Tasks to carry out>
1. List each thing the neighbor's wife does in the morning report of the forum post below, which comes before the lines.
2. From the forum post below, which comes before the lines, return the stretch from "If you are seeking" through "the Aneros group.".
3. According to the forum post below, which comes before the lines, what is not handicapped accessible?

Extract provided>
It is posts like this that I really enjoy the most on the aneros forum. The love and compassion you have shown your neighbors is a wonderful thing.
If you are seeking out electrical stimulation you should look into the Slightest Touch http://www.slightesttouch.com . Also check out B Mayfeild's post on slightest touch titled "I SING THE BODY ELECTRIC..."
http://www.aneros.com/forum/viewtopic.php?t=767&postdays=0&postorder=asc&start=15

Morning report.... (I feel like I'm at work)...I headed out with my pooches for that early morning walk and ran into the neighbors.. His wife came over and read your posts. I cannot tell you how touching your comments meant to her. The fact is how stressful this is on a marriage and the hopes of some type of normalcy is immense. My home is not handicapped accessible.. and so she printed off your replies to take home to her husband. Not long after, I rec'd the most heartfelt thanks to the Aneros group.

Recorded data>
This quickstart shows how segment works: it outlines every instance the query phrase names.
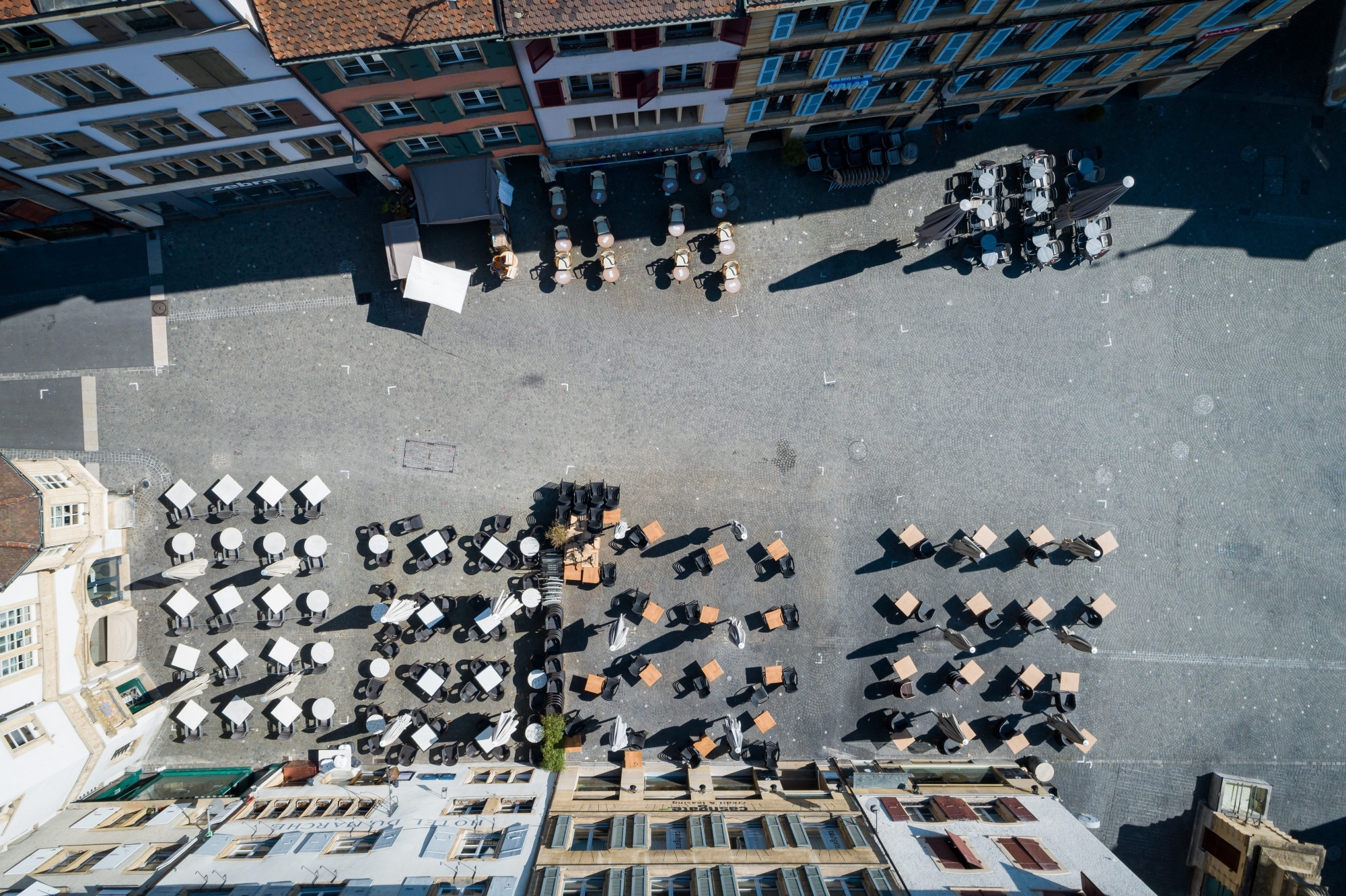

Your responses>
1.
- She came over.
- She read your posts.
- She printed off your replies to take home to her husband.

2.
If you are seeking out electrical stimulation you should look into the Slightest Touch http://www.slightesttouch.com . Also check out B Mayfeild's post on slightest touch titled "I SING THE BODY ELECTRIC..."
http://www.aneros.com/forum/viewtopic.php?t=767&postdays=0&postorder=asc&start=15

Morning report.... (I feel like I'm at work)...I headed out with my pooches for that early morning walk and ran into the neighbors.. His wife came over and read your posts. I cannot tell you how touching your comments meant to her. The fact is how stressful this is on a marriage and the hopes of some type of normalcy is immense. My home is not handicapped accessible.. and so she printed off your replies to take home to her husband. Not long after, I rec'd the most heartfelt thanks to the Aneros group.

3. The writer's home.